# WORK ORDER:
Word for word, reproduce each of the entries.

::: DATA FOR THE TASK :::

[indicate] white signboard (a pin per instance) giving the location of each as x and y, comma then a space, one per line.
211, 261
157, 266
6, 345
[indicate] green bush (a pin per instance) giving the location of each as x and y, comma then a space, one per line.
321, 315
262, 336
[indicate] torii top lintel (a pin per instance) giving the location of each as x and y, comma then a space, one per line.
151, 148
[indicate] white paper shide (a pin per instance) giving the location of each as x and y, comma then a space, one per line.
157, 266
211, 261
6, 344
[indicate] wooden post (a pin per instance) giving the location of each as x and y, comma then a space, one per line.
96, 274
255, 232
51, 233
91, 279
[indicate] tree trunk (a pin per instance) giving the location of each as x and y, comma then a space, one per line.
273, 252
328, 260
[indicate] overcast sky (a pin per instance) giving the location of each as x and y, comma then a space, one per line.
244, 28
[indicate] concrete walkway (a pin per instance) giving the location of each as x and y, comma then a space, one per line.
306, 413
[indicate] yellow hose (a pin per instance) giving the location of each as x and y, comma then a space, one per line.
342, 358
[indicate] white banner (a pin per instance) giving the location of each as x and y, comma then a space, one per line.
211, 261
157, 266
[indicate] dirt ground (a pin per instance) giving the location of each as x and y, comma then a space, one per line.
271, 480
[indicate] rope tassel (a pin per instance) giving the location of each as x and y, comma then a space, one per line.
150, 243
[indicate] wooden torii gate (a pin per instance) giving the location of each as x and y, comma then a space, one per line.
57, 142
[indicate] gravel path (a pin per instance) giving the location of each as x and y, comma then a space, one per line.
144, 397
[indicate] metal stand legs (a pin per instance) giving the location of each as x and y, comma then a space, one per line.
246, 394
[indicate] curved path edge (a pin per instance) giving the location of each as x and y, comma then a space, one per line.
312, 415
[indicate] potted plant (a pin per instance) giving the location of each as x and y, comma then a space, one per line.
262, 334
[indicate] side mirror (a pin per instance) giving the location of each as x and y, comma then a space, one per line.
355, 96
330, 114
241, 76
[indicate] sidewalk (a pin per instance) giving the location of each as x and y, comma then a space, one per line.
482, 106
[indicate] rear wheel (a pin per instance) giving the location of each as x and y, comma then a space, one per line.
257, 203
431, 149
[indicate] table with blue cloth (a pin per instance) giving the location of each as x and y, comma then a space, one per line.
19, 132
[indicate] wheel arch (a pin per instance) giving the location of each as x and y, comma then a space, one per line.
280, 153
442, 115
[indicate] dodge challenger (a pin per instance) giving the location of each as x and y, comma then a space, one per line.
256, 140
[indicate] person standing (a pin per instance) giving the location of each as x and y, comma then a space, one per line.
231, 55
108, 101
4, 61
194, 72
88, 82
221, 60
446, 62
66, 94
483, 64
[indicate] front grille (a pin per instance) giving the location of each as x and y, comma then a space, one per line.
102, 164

:::

# SOLUTION TO THIS EXERCISE:
[indicate] white signboard (a pin per instance) giving the location of each as x and y, comma then a space, one per line.
211, 261
157, 266
6, 345
[indicate] green bush (a pin per instance) giving the location of each as x and y, comma then a space, one per line.
321, 315
262, 336
[indicate] torii top lintel (a pin per instance) giving the location of each as x and y, comma then a space, one per line.
151, 148
[indicate] white paper shide (a pin per instance) giving the location of each as x and y, comma then a space, one per line.
157, 266
211, 261
6, 344
[indicate] wooden post (a pin per instance) giving the location of each as x and y, comma then a space, one per line.
96, 274
255, 232
51, 233
91, 279
[indicate] tree trunk (a pin per instance) giving the location of each as x and y, comma then a space, one per line.
273, 252
328, 260
[indicate] overcast sky (a pin per instance) giving the location of each as x and y, comma then a space, one per line.
244, 28
[indicate] concrete walkway (a pin per instance) giving the location of each as x and y, comma then a space, one per line.
306, 413
[indicate] yellow hose (a pin per instance) giving the location of each as x and y, comma then a space, one per line.
342, 358
[indicate] white banner (a pin per instance) giving the location of each as x and y, comma then a space, one per line.
211, 261
157, 266
[indicate] dirt ground (a pin per instance) giving the location of each as x and y, comma then a space, one per line.
271, 480
[indicate] rope tassel (a pin per instance) giving the location of each as x and y, comma then a space, one per line.
150, 243
[indicate] wooden torii gate (a pin per instance) giving the location of each as x and y, comma then a space, one per line.
57, 142
[indicate] gravel path (a pin per instance) giving the location of each as x and y, comma then a space, one per line.
144, 397
[indicate] metal stand legs (a pin per instance) giving the location of each as x and y, comma then a space, one per line.
246, 394
[indicate] curved path edge (a pin per instance) giving the location of each as x and y, comma then a space, one per line.
312, 415
[indicate] potted plant (a pin per instance) giving the location of each as x and y, comma then a space, one per line.
262, 334
[indicate] side mirror (a pin per instance) giving the location of each as x and y, comma then a space, one per line.
355, 96
330, 114
241, 76
[indicate] sidewalk (a pin per instance) giving the location of each as x and y, comma then a space, one per line.
482, 106
[indicate] rear wheel (a pin per instance) giving the location of each as x and y, comma then a space, one per line.
257, 203
431, 149
[indicate] table with blue cloth (a pin per instance) giving the location of each as x and y, comma then a space, one per line.
19, 132
[indicate] wheel arch (a pin per instance) giving the location of each as x and y, comma then a space, one per line.
280, 153
442, 115
[indicate] dodge challenger (a pin per instance) giving the location of each as x and y, comma then a space, one per line.
256, 140
[indicate] person standing (a pin per instance) giving the location of each as x and y, comma then a space, one per line.
231, 55
108, 101
4, 61
194, 72
88, 82
221, 60
446, 62
66, 94
483, 64
[indicate] front grille (a pin per instance) giving the location of each as x and y, comma then a space, one per line.
102, 164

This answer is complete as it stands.